The Fourth Circuit's Conner decision appears to be one of the leading circuit cases on this issue. There, the district court had remanded a case for a hearing on new evidence. 381 F.2d at 497. After the hearing, the agency made an award of past-due benefits, and both the agency and the district court awarded fees to claimant's counsel. Id. at 498. On appeal, the Secretary argued that the statute set three conditions: “(1) there must be a judgment, (2) which is favorable to the claimant, and (3) which awards him benefits.” Id. at 499. The Secretary then argued, “[a]pplying this construction of the amendment to the instant case it is argued that while a remand for a purpose of taking new evidence is a judgment favorable to the claimant, the court did not award benefits and, therefore, had no authority to award a counsel fee.” Id. In response, the Fourth Circuit stated:
Should the Secretary prevail in this case there would be a serious hiatus in the Social Security law which would work to the ultimate detriment of those seeking disability benefits. The Secretary's authority to award counsel fees extends only to services rendered at the administrative stage. No appeal from his decision may be taken. The Secretary, in turn, is powerless to award fees for services rendered in court. In the face of these facts the Secretary would have us limit the court's power to award fees to those situations in which the District Court entered a judgment specifically awarding benefits. Under this view, an attorney, such as counsel in this case, who renders substantial service before the court and is successful in obtaining a remand which ultimately leads to an award of benefits would be compensated only for work done at the administrative level; his labors in court, no matter how effective and productive as in the instant case, would go unrewarded. This might tend to discourage attorneys from undertaking to represent claimants in such cases․ It would further appear that counsel seeking judicial review of the Secretary's denial of benefits would be loath to request a remand-no matter how appropriate-especially where there appeared to be a strong possibility that the Secretary's decision would be reversed by the court.
We are of the view that the court may award a fee for substantial work done before the court although the court enters no judgment for specific benefits but, instead, orders a remand to the Secretary who ultimately honors the claim for benefits. While the 1965 amendment is not concerned with the specific situation before us, we conclude that the intent of Congress was broad enough to encompass it. The purpose of this amendment was to provide, within reasonable limits, fees for attorneys rendering services in the District Court. To permit counsel to receive a reasonable fee for such services will not defeat such purpose, but will serve to advance it.

# STORED RECORDS
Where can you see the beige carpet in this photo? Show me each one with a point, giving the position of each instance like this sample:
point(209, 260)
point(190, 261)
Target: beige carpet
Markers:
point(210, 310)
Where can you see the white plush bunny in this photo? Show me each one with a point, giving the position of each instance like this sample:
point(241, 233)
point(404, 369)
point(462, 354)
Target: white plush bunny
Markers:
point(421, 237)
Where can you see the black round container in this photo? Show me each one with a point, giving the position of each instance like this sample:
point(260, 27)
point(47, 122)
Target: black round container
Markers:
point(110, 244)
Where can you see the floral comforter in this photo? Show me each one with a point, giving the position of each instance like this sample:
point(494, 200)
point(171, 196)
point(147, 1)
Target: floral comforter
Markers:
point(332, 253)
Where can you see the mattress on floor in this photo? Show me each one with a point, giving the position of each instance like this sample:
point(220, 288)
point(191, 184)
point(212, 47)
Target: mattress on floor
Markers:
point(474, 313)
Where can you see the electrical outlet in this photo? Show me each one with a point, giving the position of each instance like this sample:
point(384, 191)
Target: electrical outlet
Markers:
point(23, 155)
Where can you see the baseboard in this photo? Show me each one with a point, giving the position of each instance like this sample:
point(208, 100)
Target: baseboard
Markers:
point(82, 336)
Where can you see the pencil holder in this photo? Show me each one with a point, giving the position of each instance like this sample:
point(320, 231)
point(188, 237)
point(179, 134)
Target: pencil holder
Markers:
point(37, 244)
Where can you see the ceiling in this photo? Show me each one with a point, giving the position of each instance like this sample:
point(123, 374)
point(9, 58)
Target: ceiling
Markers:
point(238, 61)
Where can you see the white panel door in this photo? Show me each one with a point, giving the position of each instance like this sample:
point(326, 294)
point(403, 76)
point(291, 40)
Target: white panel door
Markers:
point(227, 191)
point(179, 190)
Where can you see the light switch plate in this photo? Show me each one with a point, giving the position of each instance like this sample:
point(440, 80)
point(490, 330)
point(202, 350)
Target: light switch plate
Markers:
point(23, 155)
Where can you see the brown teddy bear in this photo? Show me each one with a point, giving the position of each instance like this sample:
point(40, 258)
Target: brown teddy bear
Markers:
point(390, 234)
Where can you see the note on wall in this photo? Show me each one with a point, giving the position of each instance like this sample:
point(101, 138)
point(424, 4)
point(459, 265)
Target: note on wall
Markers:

# WRITTEN EXERCISE
Reproduce the stretch of the Conner passage from "We are of the" through "to advance it.".

# REPLY TO THE EXERCISE
We are of the view that the court may award a fee for substantial work done before the court although the court enters no judgment for specific benefits but, instead, orders a remand to the Secretary who ultimately honors the claim for benefits. While the 1965 amendment is not concerned with the specific situation before us, we conclude that the intent of Congress was broad enough to encompass it. The purpose of this amendment was to provide, within reasonable limits, fees for attorneys rendering services in the District Court. To permit counsel to receive a reasonable fee for such services will not defeat such purpose, but will serve to advance it.